Passage given:
Bunker Grades Spot Prices Reach New Highs


  • Marine fuel 0.5%S soars March 1 to highest all-time levels across the region
  • Other bunker grades revisit 2013-2015 values

A recent news article published in the Platts states that spot prices for all bunker grades in Latin America reach new record highs.

Spot pricing for bunker fuels

Spot pricing for bunker fuels in Latin America soared to record highs March 1 for marine fuel 0.5%S following steep increases in global energy as the fallout of Russian invasion of Ukraine deepened.

In several ports in the region, the two other bunker grades, marine gasoil and high sulfur IFO 380, climbed to levels not seen since 2013-2015, and in the case of the high sulfur bunker in Cartagena, its strongest value in almost a decade.

Ex-wharf 0.5%S in Balboa jumped $43 to $816/mt March 1 in a day with strong liquidity.

“Tight avails, better margins, let’s see how March evolves and hopefully temperatures will cool down in Europe,” a bunker source said.

Marine gasoil in the port shot up $53 to $985/mt, while high sulfur IFO 380 rose $22 to $620/mt.

As in all the other ports assessed in the region, the 0.5% spot price in Balboa was the highest since this fuel started to be the most wildly used bunker in international shipping with the implementation in January 2020 of the International Maritime Organization rules on maximum sulfur content for marine fuels.

Extraordinary jump in values

The extraordinary jump in values seen March 1 can be exemplified by the fact that the previous highest price for 0.5%S in Balboa is $16 below the level seen March 1, an assessment of $789/mt on Feb. 24. Other ports showed the same pattern, as previous highest values were $16-$65 below March 1 assessments.

Marine gasoil in Balboa was only seen higher on Sept. 5, 2014, when it was assessed at $986/mt.

The previous highest price for the high sulfur bunker in the Panamanian port was registered on Feb. 2 at $632/mt, as the fuel has been talked tight in the port, but values in the $620s were previously only seen in June 2014.

“Some people are holding [fuel purchases] until tomorrow, which in my opinion is a bad idea. Market is poised to continue rising, plus it is very tight in avails for high sulfur fuel oil and VLSFO [0.5%S],” a market source said about the Panamanian port.

Regarding the pressures Panama could now face in terms of imported avails, the source added: “We expect HSFO to be under a lot of constraint again due to the fact that M100 from Russia won’t be able to reach the US Gulf Coast for now, so the market will be very, very short.”

Instruction:
From the bunker price report, list each bunker grade given a March 1 spot price in Balboa, along with that price. Please rely only on the bunker price report for the answer.

Dataset rows:
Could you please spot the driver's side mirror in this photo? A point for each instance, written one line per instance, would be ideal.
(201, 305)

...

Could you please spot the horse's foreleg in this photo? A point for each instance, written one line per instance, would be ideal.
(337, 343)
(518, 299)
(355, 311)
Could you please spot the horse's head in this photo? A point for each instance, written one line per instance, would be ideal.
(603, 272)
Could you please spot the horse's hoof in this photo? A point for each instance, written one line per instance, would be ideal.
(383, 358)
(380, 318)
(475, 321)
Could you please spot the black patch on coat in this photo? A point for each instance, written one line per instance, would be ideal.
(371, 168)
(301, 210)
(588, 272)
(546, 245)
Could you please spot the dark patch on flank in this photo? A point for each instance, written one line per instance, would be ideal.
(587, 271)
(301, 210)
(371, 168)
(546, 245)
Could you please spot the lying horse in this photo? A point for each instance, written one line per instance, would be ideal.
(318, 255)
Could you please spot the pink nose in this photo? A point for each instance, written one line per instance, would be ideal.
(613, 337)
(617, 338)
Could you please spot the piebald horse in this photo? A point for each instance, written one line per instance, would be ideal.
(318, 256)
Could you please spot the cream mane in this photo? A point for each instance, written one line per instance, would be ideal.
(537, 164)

Worked solution:
Ex-wharf marine fuel 0.5%S: $816/mt
Marine gasoil: $985/mt
High sulfur IFO 380: $620/mt